About this task –
After locating the line with "Target: pink rose cluster" in the data that follows, return it and every later line exactly, up to and including the line with "Target: pink rose bud cluster".

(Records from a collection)
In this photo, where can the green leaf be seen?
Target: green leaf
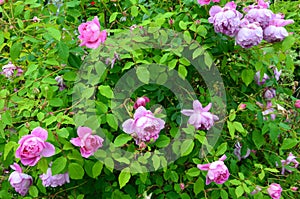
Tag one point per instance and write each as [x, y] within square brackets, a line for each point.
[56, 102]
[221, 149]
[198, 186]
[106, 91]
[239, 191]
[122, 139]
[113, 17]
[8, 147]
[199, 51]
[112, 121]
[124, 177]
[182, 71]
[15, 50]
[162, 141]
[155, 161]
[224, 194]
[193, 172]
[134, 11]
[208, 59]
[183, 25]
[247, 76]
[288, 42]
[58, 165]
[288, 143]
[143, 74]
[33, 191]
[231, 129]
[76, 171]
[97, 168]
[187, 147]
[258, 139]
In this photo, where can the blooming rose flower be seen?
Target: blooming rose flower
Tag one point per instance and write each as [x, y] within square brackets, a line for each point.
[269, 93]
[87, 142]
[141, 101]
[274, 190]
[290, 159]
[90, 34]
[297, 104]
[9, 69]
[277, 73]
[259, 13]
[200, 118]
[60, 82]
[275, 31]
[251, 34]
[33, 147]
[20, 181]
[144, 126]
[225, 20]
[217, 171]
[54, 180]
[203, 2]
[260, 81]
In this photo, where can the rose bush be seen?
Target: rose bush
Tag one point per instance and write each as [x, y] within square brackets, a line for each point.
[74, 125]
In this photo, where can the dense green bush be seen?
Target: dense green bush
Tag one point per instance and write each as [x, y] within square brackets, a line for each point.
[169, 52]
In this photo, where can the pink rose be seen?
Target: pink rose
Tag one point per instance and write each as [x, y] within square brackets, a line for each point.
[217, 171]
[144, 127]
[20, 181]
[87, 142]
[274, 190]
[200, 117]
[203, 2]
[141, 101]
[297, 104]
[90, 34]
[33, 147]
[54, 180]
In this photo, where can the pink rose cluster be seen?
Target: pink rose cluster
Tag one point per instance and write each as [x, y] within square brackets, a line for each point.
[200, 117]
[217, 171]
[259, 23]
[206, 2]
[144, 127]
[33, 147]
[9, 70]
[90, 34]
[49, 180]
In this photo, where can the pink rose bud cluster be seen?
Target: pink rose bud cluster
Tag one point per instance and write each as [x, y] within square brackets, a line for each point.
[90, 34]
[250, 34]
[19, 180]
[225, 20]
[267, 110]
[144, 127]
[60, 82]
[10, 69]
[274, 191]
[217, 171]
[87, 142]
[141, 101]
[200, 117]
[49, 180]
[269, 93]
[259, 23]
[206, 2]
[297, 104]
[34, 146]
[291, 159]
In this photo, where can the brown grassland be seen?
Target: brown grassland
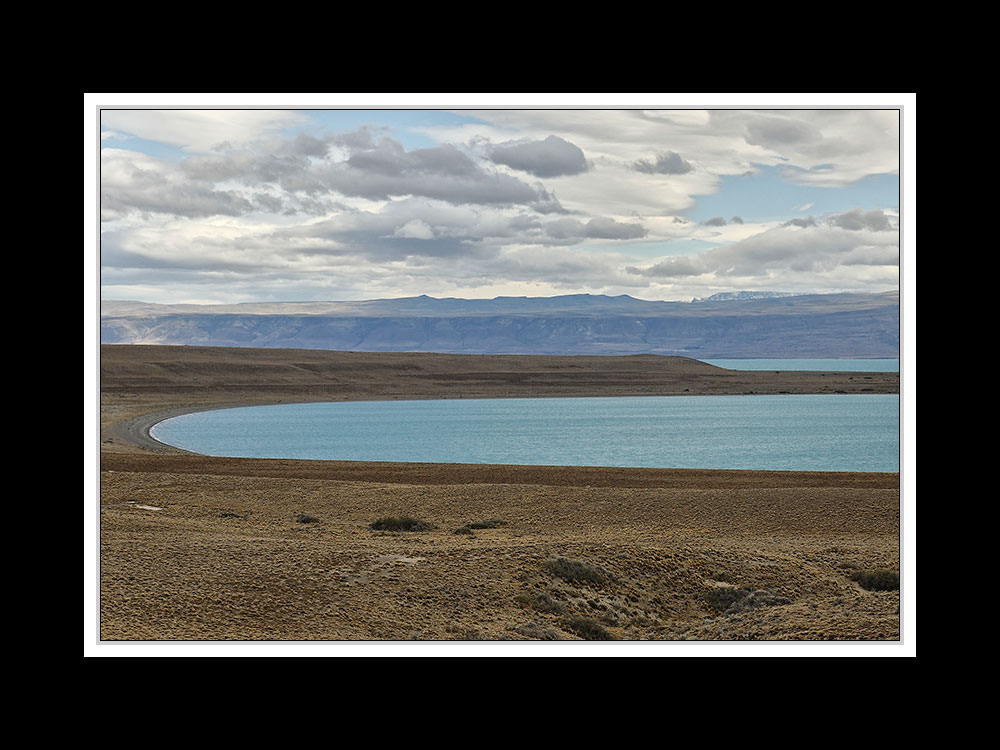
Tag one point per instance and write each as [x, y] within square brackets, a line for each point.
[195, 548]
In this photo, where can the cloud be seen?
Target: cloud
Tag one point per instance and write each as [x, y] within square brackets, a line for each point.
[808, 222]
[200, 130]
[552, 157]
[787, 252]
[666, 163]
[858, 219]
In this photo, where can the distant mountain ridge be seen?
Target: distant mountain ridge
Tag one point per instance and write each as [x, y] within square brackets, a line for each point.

Your response –
Target: pink rose cluster
Tag one point per instance and write each as [x, y] within square brackets, a line for each point.
[200, 117]
[217, 171]
[259, 23]
[206, 2]
[144, 127]
[33, 147]
[9, 70]
[90, 34]
[49, 180]
In this photo, where can the pink rose bud cluster be seen?
Target: pink rose bud cluster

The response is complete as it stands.